> Work required: Copy the listing from the line containing "white chest marking." through the end of the listing, replacing "wire mesh fence" with "chain-link fence" and leaving everything else unchanged.

----------

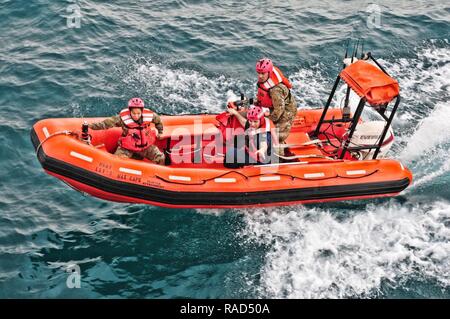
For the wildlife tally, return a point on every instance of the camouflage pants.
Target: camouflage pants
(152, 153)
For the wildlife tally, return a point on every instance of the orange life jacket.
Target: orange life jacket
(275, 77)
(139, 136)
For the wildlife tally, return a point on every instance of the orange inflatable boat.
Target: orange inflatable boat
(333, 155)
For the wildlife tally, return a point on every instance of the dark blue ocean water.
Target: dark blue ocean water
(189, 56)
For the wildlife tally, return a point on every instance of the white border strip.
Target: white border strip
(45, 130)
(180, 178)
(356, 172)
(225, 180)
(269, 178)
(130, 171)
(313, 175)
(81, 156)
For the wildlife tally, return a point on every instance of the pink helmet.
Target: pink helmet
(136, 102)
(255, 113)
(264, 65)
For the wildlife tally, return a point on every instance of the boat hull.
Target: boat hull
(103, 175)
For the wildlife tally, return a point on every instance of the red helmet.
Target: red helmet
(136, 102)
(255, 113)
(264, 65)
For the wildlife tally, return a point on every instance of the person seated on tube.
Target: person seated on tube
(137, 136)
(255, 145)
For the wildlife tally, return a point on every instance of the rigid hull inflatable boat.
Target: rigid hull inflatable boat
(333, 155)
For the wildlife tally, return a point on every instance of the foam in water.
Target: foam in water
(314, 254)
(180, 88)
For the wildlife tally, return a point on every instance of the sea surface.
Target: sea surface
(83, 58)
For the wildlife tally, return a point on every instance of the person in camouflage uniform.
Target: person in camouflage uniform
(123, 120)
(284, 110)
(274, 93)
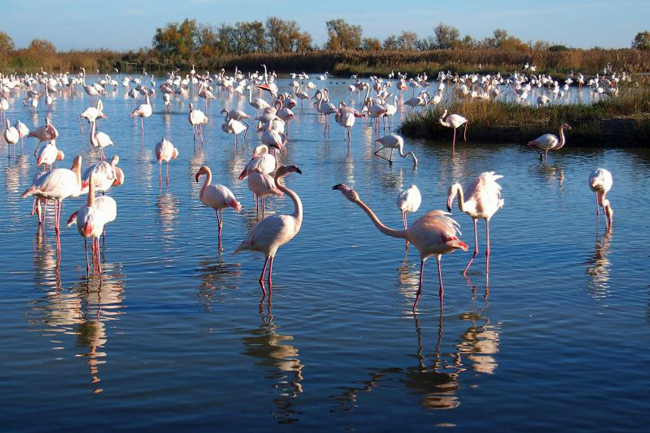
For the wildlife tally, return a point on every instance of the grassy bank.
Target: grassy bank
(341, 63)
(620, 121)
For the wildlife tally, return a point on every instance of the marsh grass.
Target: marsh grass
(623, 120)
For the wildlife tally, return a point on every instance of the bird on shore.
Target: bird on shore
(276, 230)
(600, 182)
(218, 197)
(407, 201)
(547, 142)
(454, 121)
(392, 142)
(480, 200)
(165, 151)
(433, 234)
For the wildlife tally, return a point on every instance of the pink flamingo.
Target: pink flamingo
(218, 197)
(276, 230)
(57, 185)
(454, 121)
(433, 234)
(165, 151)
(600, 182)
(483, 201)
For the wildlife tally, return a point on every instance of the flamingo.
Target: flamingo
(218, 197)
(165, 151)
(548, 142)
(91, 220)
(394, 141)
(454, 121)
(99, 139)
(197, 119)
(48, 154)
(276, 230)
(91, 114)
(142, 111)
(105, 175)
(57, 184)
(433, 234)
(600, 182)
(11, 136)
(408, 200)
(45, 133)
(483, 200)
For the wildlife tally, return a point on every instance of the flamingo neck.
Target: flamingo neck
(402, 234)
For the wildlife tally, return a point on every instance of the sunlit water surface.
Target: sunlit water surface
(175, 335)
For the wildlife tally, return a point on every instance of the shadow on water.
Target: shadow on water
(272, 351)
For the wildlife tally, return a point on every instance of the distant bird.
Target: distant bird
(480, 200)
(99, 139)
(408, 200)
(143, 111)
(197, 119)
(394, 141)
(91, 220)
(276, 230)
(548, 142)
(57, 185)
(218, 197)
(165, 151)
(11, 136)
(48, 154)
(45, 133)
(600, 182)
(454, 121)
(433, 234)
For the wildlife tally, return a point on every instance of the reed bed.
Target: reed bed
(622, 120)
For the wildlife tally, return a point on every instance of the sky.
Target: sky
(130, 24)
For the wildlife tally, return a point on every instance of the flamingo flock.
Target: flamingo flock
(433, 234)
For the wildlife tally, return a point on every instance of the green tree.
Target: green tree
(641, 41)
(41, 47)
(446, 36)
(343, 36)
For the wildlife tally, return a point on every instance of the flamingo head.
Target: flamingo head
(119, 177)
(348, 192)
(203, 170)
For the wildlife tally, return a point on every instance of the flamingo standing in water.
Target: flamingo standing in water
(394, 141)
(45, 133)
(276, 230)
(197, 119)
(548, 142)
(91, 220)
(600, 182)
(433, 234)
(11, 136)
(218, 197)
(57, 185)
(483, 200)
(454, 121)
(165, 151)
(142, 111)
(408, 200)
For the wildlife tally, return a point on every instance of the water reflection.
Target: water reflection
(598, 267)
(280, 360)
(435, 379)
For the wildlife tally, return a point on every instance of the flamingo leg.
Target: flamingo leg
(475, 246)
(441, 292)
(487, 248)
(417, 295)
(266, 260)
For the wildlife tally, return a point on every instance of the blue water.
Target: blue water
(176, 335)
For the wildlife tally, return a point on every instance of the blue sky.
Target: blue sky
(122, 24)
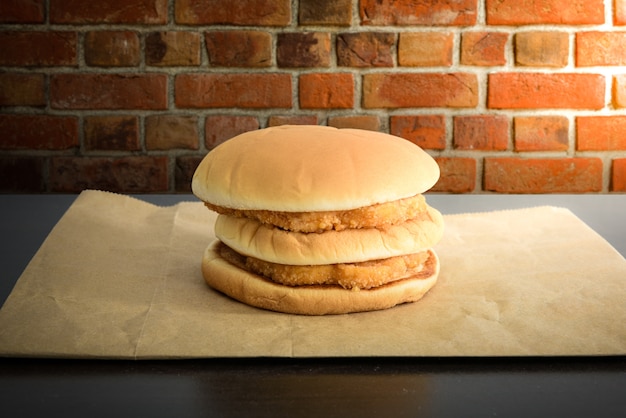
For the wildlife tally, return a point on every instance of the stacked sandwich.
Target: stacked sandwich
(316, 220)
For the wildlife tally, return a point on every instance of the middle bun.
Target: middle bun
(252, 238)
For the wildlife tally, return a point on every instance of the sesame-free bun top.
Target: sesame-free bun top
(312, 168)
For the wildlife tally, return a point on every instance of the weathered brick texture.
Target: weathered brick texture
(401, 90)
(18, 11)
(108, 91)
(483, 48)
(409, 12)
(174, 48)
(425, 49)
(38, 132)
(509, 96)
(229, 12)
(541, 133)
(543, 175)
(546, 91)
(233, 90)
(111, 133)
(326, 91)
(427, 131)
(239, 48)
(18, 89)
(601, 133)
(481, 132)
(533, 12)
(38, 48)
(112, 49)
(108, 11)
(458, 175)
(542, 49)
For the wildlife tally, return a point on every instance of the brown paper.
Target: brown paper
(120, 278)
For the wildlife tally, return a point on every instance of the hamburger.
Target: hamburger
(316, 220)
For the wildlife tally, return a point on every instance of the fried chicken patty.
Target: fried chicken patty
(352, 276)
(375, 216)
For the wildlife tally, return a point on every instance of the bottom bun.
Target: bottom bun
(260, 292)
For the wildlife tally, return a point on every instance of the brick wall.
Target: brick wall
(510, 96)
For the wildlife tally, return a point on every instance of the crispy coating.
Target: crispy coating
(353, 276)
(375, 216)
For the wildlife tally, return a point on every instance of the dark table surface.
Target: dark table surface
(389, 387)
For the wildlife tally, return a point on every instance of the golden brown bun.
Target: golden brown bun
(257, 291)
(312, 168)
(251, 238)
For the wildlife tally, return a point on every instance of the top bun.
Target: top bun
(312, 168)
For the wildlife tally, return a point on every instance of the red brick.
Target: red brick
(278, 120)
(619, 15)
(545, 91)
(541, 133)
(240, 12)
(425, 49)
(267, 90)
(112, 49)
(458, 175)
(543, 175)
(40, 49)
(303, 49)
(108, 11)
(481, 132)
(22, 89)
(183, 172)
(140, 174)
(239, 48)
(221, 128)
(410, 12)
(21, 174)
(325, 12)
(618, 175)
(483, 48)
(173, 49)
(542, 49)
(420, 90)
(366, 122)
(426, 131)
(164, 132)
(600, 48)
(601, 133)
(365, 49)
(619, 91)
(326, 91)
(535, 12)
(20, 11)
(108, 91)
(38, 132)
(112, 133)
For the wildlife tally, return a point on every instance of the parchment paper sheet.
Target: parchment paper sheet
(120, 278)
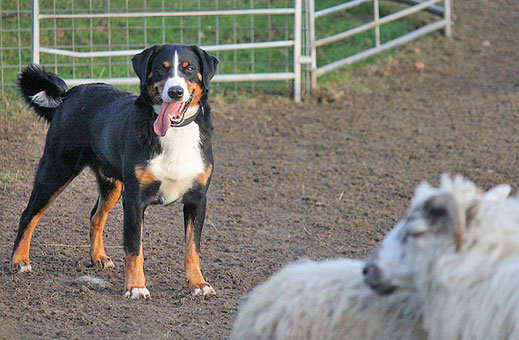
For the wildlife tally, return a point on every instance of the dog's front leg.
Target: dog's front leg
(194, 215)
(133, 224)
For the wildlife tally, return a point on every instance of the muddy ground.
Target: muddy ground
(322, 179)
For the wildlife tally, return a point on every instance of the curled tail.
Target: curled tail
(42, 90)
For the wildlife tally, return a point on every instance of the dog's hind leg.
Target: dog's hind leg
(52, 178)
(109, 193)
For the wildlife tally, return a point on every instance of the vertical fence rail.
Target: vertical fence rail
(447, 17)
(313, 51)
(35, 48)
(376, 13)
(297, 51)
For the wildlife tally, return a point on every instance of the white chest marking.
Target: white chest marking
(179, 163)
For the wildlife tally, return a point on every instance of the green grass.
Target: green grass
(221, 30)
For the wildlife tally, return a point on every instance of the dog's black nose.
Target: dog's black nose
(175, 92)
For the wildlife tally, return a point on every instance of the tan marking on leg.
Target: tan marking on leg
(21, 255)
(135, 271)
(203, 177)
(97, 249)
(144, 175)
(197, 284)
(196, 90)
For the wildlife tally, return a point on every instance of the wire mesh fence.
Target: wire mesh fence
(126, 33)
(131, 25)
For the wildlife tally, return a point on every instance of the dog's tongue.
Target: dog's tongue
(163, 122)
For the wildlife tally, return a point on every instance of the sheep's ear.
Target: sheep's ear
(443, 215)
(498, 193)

----------

> Reply to the task:
For the wildlife tally, return a point on every instance of the white chest marking.
Target: white chest marking
(179, 163)
For the wildlife tally, return a point on every instance of the green grass.
Target: green grass
(221, 30)
For the wildlife tally, return a point on every instance of the dog's black nose.
Target: dog's black nose
(175, 92)
For the wildlife tally, return a point on every instance of the tan marking on leg.
Target: tan marking on leg
(21, 255)
(135, 271)
(203, 177)
(97, 249)
(144, 175)
(197, 284)
(196, 90)
For the wildlife tally, return a point on every instance of the chain-link fence.
Target: chain-link fence
(126, 33)
(131, 25)
For the wildlife tally, return a point on every instance of the dog's tongue.
Target: dog's tongue
(163, 122)
For the wildlife tally, return a point on every instance of the sheep's ear.
Target: sheep's ear
(443, 215)
(498, 193)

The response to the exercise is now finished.